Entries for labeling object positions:
-------
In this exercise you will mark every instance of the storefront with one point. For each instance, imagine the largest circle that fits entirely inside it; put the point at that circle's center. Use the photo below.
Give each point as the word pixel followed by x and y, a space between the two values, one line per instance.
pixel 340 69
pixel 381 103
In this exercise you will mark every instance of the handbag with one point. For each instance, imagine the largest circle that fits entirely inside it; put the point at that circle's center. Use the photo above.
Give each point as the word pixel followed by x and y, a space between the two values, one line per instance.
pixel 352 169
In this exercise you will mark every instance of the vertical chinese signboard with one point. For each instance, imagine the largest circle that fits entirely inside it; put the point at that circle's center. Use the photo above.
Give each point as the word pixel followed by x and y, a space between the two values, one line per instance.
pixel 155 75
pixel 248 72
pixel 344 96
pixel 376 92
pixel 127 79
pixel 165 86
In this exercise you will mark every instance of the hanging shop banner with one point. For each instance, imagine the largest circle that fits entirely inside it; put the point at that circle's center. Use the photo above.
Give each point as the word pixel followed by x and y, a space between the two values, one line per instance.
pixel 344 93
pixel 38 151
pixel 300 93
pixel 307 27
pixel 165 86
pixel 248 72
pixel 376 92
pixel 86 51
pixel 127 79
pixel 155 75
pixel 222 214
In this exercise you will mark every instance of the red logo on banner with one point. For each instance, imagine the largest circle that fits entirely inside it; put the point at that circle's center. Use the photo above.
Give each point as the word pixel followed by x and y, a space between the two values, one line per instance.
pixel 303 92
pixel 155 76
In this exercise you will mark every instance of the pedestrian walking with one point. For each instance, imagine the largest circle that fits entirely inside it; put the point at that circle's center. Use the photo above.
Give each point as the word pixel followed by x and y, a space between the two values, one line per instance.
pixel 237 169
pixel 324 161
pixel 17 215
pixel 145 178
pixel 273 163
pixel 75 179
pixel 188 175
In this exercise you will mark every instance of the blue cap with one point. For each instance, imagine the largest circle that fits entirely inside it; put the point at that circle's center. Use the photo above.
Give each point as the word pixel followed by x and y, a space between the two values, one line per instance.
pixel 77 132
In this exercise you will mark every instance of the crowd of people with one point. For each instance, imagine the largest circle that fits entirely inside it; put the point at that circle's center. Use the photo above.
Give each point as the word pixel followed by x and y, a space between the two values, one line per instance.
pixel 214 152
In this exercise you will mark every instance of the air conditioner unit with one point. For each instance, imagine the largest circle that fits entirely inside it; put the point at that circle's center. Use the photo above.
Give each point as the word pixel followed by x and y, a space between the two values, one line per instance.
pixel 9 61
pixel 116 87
-------
### Task objective:
Convert every line of the material above into a JSON list of strings, with one string per line and any blank lines left out.

### Task response:
[
  "In this exercise you will mark every instance of the storefront with one point. For each instance, imagine the largest circle that fits entirely inside it; put the point at that circle's center. Use the photo below.",
  "Give each point as the word pixel followed by x and y, a space between the two values, one line per instance.",
  "pixel 340 69",
  "pixel 381 103",
  "In this exercise you will mark every instance of the handbag with one point. For each instance, imagine the largest circle that fits entirely inside it; put the point at that circle's center. Use the photo above.",
  "Give each point as the word pixel followed by x and y, a space between the two values, one line per instance.",
  "pixel 352 169",
  "In this exercise you will mark every instance of the vertical chinese signboard with one point. For each instance, imagine the largest circle that fits entirely inside it; put the point at that circle's center. Use the photo above.",
  "Give each point as the word pixel followed by x and y, a space between the two values, one line per instance.",
  "pixel 155 75",
  "pixel 248 72",
  "pixel 344 96",
  "pixel 376 92",
  "pixel 127 79",
  "pixel 165 86",
  "In this exercise you will mark every instance of the hanging shop banner with one point. For each instance, imagine the largest circle that fits entirely inside it; put the point at that circle's center. Use the photo above.",
  "Give each point as the word pixel followed by x and y, a space between the two values, one line per instance.",
  "pixel 344 93",
  "pixel 38 151",
  "pixel 300 93",
  "pixel 307 27",
  "pixel 165 86",
  "pixel 248 72",
  "pixel 376 92",
  "pixel 86 51",
  "pixel 127 79",
  "pixel 155 75",
  "pixel 222 214",
  "In this exercise you will mark every instance of the red logo on banner with one point. For each instance, imagine the largest circle that fits entirely inside it; put the point at that circle's center. Use the photo above.",
  "Give each point as the word pixel followed by x and y, a space between the two values, one line per instance.",
  "pixel 303 92",
  "pixel 155 76",
  "In this exercise you will mark every instance of the pedestrian walking with one point. For each instance, imagine the largest circle that fits entirely inside it; put the point at that circle's center. Use the photo above.",
  "Give each point as the word pixel followed by x and y, a space between the two values, one line per instance.",
  "pixel 237 169",
  "pixel 324 161",
  "pixel 17 215",
  "pixel 145 178",
  "pixel 273 163",
  "pixel 75 179",
  "pixel 188 175",
  "In this exercise you will mark every instance of the blue cap with one point. For each instance, imagine the largest circle that fits entirely inside it; put the point at that circle's center. Use the photo above.",
  "Give each point as the word pixel followed by x and y, a space between the two values, one line per instance.",
  "pixel 77 132",
  "In this exercise you will mark every instance of the crowd of people with one point. For each instance, imagine the largest circle that fits entirely inside it; put the point at that circle's center. Use the photo above.",
  "Give each point as the word pixel followed by x and y, a space between the two values, one line per instance.",
  "pixel 214 152",
  "In this exercise you will mark every instance of the air conditioner unit with one point. For each instance, imagine the largest circle that fits entirely inside it; put the point at that circle's center. Use the photo above.",
  "Give each point as the word pixel followed by x and y, a space between the two values, one line per instance.",
  "pixel 9 61",
  "pixel 116 87"
]